BEGIN SUPPLIED TEXT

The typical conversation goes: which AI platform should we adopt? Should we pilot a chatbot? What about ambient documentation? Let's run a proof of concept and see what sticks.
Meanwhile, sitting in a process repository somewhere, is a BPMN diagram for patient preadmission. Another for prior authorisation. Another for clinical triage. Each one represents years of institutional knowledge -- every edge case handled, every compliance requirement codified, every exception path tested against real patients in real situations.
That knowledge gets ignored. Organisations reinvent from scratch. Pilots fail or stay as pilots forever. The AI roadmap remains a whiteboard exercise.
There is a better way.
What BPMN Got Right¶
BPMN 2.0 is genuinely brilliant at describing how healthcare organisations work. It handles sequential care steps, parallel diagnostic workstreams, decision points based on clinical criteria, human tasks where a clinician must act, service tasks that call external systems, and exception handling when things go wrong.

END SUPPLIED TEXT
BEGIN PROVIDED DATA

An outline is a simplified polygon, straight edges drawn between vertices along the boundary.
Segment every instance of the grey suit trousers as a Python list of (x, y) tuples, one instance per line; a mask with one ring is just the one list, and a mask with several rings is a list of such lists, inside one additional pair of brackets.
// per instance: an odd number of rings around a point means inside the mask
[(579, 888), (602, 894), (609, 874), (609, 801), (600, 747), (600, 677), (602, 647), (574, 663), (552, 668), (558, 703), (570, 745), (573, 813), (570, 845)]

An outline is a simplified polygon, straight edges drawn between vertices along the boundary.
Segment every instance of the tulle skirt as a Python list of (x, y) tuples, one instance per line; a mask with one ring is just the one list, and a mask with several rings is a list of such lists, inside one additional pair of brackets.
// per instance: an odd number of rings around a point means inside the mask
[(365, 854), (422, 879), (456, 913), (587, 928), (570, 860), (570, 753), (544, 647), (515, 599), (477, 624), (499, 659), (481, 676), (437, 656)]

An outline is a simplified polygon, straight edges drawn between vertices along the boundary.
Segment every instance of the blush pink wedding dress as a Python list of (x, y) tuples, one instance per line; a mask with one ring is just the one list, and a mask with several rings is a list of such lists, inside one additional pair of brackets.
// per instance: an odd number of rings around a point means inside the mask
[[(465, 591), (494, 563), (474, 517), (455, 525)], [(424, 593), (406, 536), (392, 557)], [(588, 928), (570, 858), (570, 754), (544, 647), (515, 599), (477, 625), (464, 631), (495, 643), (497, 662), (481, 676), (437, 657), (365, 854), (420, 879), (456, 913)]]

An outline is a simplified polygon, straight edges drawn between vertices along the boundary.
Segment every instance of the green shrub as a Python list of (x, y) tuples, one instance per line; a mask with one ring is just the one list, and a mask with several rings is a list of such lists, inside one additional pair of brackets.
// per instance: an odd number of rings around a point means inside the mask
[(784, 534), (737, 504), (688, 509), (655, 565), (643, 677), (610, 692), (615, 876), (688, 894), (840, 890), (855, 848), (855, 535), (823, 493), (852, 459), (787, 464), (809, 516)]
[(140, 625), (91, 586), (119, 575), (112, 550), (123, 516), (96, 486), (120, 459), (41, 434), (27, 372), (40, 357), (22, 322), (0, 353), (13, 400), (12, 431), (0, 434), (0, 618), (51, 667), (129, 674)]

END PROVIDED DATA

ACTIVITY 1:
Answer these from the passage on BPMN in healthcare:
(a) Which three processes does the passage say have BPMN diagrams in a process repository?
(b) According to the passage, what does the AI roadmap remain?
(c) Which version of BPMN does the passage call genuinely brilliant?
ACTIVITY 2:
Copy the passage on BPMN in healthcare between "There is a better" and "things go wrong.", inclusive, switching "brilliant" to "excellent".

RESPONSE 1:
(a) Patient preadmission, prior authorisation, and clinical triage.
(b) A whiteboard exercise.
(c) BPMN 2.0.

RESPONSE 2:
There is a better way.
What BPMN Got Right¶
BPMN 2.0 is genuinely excellent at describing how healthcare organisations work. It handles sequential care steps, parallel diagnostic workstreams, decision points based on clinical criteria, human tasks where a clinician must act, service tasks that call external systems, and exception handling when things go wrong.